# Exercise details
Repeat the records below exactly.
=====
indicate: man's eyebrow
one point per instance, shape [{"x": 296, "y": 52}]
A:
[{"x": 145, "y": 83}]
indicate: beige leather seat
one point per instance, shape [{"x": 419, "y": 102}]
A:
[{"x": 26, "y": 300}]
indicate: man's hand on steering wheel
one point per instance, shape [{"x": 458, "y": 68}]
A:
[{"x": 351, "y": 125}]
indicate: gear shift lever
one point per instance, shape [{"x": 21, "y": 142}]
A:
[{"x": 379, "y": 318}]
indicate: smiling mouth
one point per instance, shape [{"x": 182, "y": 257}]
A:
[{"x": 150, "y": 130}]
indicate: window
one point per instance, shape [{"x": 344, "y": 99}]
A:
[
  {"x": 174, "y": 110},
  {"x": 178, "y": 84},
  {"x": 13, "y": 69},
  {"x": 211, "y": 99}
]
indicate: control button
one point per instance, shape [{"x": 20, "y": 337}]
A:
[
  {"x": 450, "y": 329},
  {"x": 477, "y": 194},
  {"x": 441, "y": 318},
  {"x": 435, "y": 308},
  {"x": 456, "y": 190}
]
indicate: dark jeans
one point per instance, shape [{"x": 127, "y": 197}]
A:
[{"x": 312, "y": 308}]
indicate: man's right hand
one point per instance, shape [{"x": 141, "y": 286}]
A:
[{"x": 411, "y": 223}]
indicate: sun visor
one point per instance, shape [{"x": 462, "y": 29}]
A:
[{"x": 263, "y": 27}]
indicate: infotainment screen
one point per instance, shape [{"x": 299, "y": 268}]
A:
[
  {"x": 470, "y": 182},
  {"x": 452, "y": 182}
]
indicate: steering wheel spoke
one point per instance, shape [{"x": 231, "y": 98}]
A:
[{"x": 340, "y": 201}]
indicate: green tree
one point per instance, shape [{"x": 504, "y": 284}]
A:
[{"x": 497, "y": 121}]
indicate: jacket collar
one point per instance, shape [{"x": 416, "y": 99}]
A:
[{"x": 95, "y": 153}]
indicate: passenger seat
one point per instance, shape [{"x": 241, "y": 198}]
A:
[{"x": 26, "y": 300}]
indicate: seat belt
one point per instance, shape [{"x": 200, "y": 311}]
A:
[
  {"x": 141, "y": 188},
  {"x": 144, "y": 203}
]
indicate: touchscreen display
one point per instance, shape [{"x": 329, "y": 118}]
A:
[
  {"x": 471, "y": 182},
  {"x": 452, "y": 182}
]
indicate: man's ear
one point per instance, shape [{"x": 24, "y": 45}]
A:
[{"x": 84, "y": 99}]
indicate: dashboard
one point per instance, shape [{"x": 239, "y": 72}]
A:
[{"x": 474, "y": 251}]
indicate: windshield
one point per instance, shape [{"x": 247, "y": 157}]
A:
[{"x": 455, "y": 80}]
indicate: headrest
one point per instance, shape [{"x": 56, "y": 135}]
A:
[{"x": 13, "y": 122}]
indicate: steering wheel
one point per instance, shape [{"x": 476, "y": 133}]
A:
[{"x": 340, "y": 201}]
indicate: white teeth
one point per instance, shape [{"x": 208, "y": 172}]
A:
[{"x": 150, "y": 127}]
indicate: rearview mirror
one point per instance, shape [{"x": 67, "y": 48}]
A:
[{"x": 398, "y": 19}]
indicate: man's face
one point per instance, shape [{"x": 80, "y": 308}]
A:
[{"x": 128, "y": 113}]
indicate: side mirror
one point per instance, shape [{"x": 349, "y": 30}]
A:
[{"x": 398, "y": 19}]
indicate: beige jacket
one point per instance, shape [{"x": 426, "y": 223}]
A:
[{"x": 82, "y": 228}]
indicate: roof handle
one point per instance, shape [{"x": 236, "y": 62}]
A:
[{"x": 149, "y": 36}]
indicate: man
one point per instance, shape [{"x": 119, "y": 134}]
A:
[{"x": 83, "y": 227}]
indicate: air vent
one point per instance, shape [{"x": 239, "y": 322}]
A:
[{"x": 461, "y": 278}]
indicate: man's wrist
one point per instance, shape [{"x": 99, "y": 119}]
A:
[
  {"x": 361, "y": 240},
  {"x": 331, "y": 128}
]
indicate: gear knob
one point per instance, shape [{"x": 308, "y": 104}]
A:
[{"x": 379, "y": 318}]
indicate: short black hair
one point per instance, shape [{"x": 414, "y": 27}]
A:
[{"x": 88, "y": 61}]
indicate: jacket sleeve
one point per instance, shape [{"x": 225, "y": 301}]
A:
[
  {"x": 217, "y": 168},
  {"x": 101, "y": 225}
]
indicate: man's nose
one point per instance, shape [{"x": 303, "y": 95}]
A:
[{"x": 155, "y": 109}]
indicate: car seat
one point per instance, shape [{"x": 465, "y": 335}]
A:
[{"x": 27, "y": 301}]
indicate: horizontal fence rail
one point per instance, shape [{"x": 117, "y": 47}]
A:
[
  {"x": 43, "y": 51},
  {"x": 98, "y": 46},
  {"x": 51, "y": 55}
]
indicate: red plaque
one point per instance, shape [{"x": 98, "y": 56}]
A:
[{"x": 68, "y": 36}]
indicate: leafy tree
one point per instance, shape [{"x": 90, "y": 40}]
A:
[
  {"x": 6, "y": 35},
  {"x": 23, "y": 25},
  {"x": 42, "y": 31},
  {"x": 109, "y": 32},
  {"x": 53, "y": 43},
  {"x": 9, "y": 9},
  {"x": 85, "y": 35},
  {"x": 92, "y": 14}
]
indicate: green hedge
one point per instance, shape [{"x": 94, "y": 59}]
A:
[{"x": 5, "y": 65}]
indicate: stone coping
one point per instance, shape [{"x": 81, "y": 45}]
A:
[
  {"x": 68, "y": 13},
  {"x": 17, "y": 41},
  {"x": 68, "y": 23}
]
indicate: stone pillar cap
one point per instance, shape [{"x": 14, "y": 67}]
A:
=====
# Exercise response
indicate: man's eyebrow
one point per instance, shape [{"x": 296, "y": 52}]
A:
[{"x": 145, "y": 83}]
indicate: beige leather seat
one point per instance, shape [{"x": 419, "y": 102}]
A:
[{"x": 26, "y": 300}]
indicate: man's hand on steering wheel
one point per instance, shape [{"x": 458, "y": 68}]
A:
[{"x": 351, "y": 125}]
indicate: gear shift lever
one point per instance, shape [{"x": 21, "y": 142}]
A:
[{"x": 379, "y": 318}]
indicate: smiling mouth
one point per instance, shape [{"x": 182, "y": 257}]
A:
[{"x": 150, "y": 130}]
indicate: window
one point per instance, shape [{"x": 344, "y": 99}]
A:
[
  {"x": 174, "y": 110},
  {"x": 178, "y": 84},
  {"x": 13, "y": 69},
  {"x": 211, "y": 99}
]
indicate: control button
one point per instance, shape [{"x": 20, "y": 337}]
A:
[
  {"x": 450, "y": 329},
  {"x": 477, "y": 194},
  {"x": 441, "y": 318},
  {"x": 435, "y": 308},
  {"x": 456, "y": 190}
]
indicate: dark jeans
one point per instance, shape [{"x": 127, "y": 197}]
A:
[{"x": 312, "y": 308}]
indicate: man's right hand
one point per instance, shape [{"x": 141, "y": 286}]
A:
[{"x": 411, "y": 223}]
indicate: sun visor
one point per instance, shape [{"x": 462, "y": 29}]
A:
[{"x": 263, "y": 27}]
indicate: infotainment screen
one point per instance, shape [{"x": 299, "y": 268}]
A:
[
  {"x": 470, "y": 182},
  {"x": 452, "y": 182}
]
indicate: steering wheel spoke
one point per instance, shape [{"x": 231, "y": 98}]
A:
[{"x": 340, "y": 201}]
indicate: green tree
one point per instance, shape [{"x": 504, "y": 284}]
A:
[{"x": 497, "y": 121}]
indicate: jacket collar
one point per instance, shape [{"x": 416, "y": 99}]
A:
[{"x": 95, "y": 153}]
indicate: passenger seat
one point per instance, shape [{"x": 241, "y": 198}]
A:
[{"x": 26, "y": 300}]
indicate: seat belt
one point per instance, shape [{"x": 200, "y": 311}]
A:
[
  {"x": 141, "y": 188},
  {"x": 144, "y": 203}
]
indicate: touchscreen display
one point per instance, shape [{"x": 329, "y": 118}]
A:
[
  {"x": 471, "y": 182},
  {"x": 452, "y": 182}
]
indicate: man's ear
one point per instance, shape [{"x": 24, "y": 45}]
A:
[{"x": 84, "y": 99}]
indicate: dashboard
one point per instance, shape [{"x": 239, "y": 72}]
A:
[{"x": 474, "y": 251}]
indicate: windshield
one point per instance, shape [{"x": 247, "y": 157}]
A:
[{"x": 455, "y": 80}]
indicate: headrest
one point per instance, shape [{"x": 56, "y": 135}]
A:
[{"x": 13, "y": 122}]
indicate: steering wheel
one point per instance, shape [{"x": 476, "y": 133}]
A:
[{"x": 340, "y": 201}]
indicate: white teeth
one point per instance, shape [{"x": 208, "y": 172}]
A:
[{"x": 150, "y": 127}]
indicate: rearview mirror
one point per instance, shape [{"x": 67, "y": 48}]
A:
[{"x": 398, "y": 19}]
indicate: man's face
one point per instance, shape [{"x": 80, "y": 308}]
A:
[{"x": 128, "y": 113}]
indicate: side mirror
one point per instance, shape [{"x": 349, "y": 30}]
A:
[{"x": 398, "y": 19}]
indicate: beige jacket
one point per instance, shape [{"x": 426, "y": 223}]
A:
[{"x": 82, "y": 228}]
indicate: roof handle
one point per instance, shape [{"x": 236, "y": 62}]
A:
[{"x": 149, "y": 36}]
indicate: man
one point per instance, shape [{"x": 119, "y": 134}]
A:
[{"x": 83, "y": 227}]
indicate: air vent
one point per instance, shape [{"x": 239, "y": 322}]
A:
[{"x": 461, "y": 278}]
indicate: man's wrist
one point per instance, shape [{"x": 99, "y": 119}]
A:
[
  {"x": 361, "y": 240},
  {"x": 331, "y": 128}
]
indicate: gear knob
one point per instance, shape [{"x": 308, "y": 104}]
A:
[{"x": 379, "y": 318}]
indicate: short black hair
one point per instance, shape [{"x": 414, "y": 27}]
A:
[{"x": 88, "y": 61}]
indicate: jacket sleeve
one point per instance, shape [{"x": 225, "y": 301}]
A:
[
  {"x": 217, "y": 168},
  {"x": 101, "y": 225}
]
indicate: man's nose
one point per instance, shape [{"x": 303, "y": 95}]
A:
[{"x": 155, "y": 109}]
indicate: car seat
one point per instance, shape [{"x": 465, "y": 335}]
A:
[{"x": 27, "y": 301}]
indicate: horizontal fence rail
one point per instance, shape [{"x": 117, "y": 47}]
A:
[
  {"x": 43, "y": 51},
  {"x": 98, "y": 46},
  {"x": 51, "y": 55}
]
indicate: red plaque
one point per instance, shape [{"x": 98, "y": 56}]
A:
[{"x": 68, "y": 36}]
indicate: leafy tree
one point per instance, shape [{"x": 90, "y": 40}]
A:
[
  {"x": 6, "y": 35},
  {"x": 23, "y": 25},
  {"x": 42, "y": 31},
  {"x": 109, "y": 32},
  {"x": 53, "y": 43},
  {"x": 9, "y": 9},
  {"x": 85, "y": 35},
  {"x": 92, "y": 14}
]
indicate: green hedge
one point per instance, shape [{"x": 94, "y": 59}]
A:
[{"x": 5, "y": 65}]
indicate: stone coping
one point per instance, shape [{"x": 81, "y": 45}]
A:
[
  {"x": 68, "y": 13},
  {"x": 17, "y": 41},
  {"x": 68, "y": 23}
]
indicate: stone pillar cap
one point per instance, shape [{"x": 14, "y": 67}]
A:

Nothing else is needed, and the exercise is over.